Pull each line containing "frame" out of the data and copy it.

TASK DATA START

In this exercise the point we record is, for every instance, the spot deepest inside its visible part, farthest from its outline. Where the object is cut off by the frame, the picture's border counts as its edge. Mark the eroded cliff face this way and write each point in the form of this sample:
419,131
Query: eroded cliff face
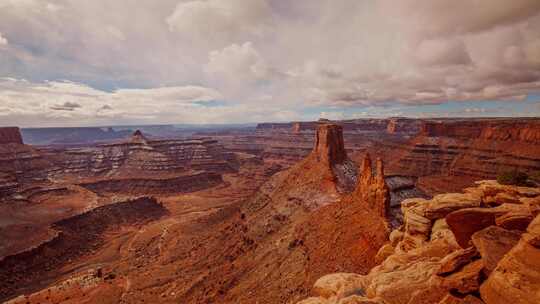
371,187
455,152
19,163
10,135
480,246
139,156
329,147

TASK DATA END
TASK DATA START

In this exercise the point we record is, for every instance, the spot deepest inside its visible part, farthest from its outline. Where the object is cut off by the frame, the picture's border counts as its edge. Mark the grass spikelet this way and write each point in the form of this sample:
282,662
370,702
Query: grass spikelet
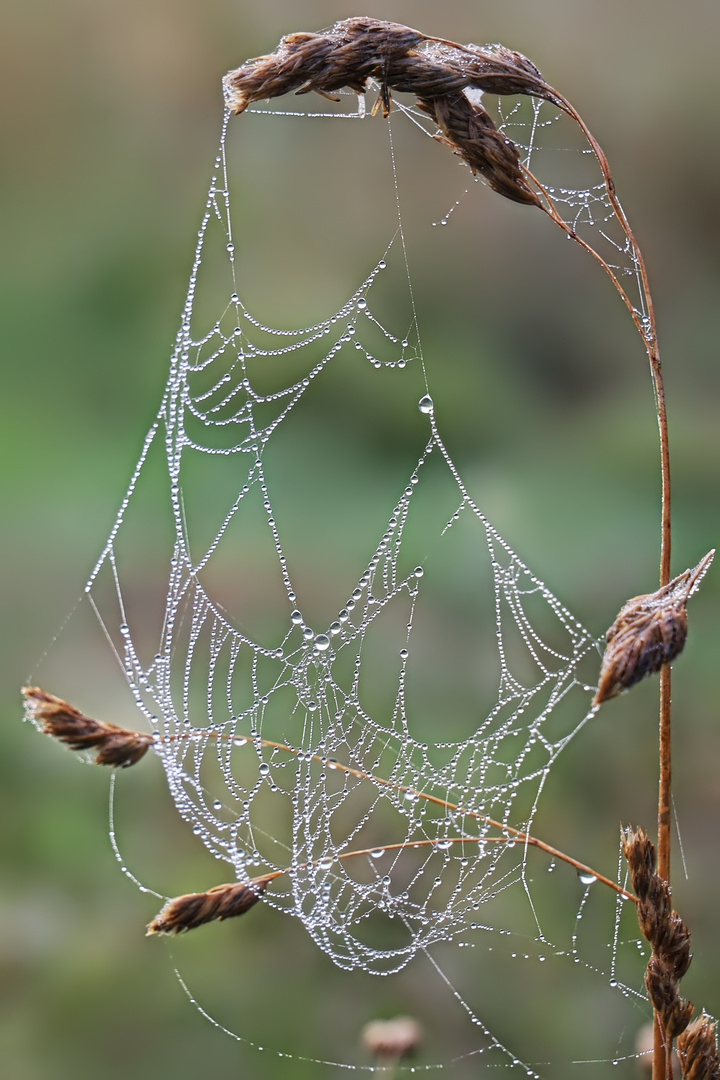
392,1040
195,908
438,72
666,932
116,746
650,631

TASK DATA END

RESPONSE TO THE TASK:
In this exercise the point we record is, for every instance, the spot deepest inside its visible part, farthest from its outline. Where the object is cut off by the frame, the picture's border counts as its edge. Mark the eroded cliff face this way and write each point in the form of this sample:
In this exercise the point we record is, for every instance, the spot deepest inside its visible part, farthest from its outline. Where the object is cut off by the frame, the picture's border counts as its edge. Mark the grass spikelet this way and write each point in the form of this sample:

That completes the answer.